══ MATERIAL FOR THE TASK ══

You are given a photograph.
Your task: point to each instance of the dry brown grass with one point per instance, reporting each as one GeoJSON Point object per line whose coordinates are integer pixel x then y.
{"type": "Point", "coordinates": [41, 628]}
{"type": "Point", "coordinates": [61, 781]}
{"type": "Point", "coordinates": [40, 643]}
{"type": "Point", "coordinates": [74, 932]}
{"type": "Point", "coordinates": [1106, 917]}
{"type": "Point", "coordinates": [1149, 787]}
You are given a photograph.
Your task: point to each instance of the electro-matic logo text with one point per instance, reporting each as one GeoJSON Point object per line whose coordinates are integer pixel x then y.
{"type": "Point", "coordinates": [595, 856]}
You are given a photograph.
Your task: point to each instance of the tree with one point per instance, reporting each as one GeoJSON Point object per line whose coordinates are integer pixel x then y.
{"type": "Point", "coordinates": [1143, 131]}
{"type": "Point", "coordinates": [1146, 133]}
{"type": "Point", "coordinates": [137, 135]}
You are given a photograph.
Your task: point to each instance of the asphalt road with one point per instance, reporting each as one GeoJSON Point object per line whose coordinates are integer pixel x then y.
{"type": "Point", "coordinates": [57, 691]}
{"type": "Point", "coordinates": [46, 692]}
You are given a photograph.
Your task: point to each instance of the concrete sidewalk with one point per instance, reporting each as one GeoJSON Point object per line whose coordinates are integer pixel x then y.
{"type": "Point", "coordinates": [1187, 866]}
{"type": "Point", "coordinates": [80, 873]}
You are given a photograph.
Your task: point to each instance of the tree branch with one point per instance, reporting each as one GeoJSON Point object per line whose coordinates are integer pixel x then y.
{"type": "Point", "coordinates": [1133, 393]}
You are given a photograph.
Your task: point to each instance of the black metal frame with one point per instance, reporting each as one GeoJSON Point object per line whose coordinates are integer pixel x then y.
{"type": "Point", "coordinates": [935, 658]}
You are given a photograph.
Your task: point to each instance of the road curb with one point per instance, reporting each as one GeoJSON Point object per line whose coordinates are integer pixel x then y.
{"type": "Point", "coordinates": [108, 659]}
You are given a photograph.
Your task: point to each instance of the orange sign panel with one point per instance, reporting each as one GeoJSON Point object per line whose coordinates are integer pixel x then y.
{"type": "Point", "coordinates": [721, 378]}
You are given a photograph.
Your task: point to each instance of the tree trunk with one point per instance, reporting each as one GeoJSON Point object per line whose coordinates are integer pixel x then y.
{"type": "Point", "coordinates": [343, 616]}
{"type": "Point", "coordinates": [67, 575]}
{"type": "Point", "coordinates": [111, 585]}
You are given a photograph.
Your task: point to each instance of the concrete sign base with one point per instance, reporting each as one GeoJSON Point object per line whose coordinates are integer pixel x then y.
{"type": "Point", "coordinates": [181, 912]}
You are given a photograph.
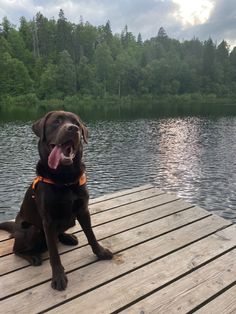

═══

▸ **EXERCISE DESCRIPTION**
Identify every line in the entries above that contains the word "concrete", and copy each such line. Case counts.

▸ **EXERCISE RESULT**
Your task: point to each instance of the concrete sidewalk with one point per instance, reporting each as one GeoJSON Point object per line whose coordinates are integer pixel x then y.
Your task: point to each instance of the concrete sign base with one point per instance, reporting each as one GeoJSON Point object per line whose coordinates are integer pixel x then y.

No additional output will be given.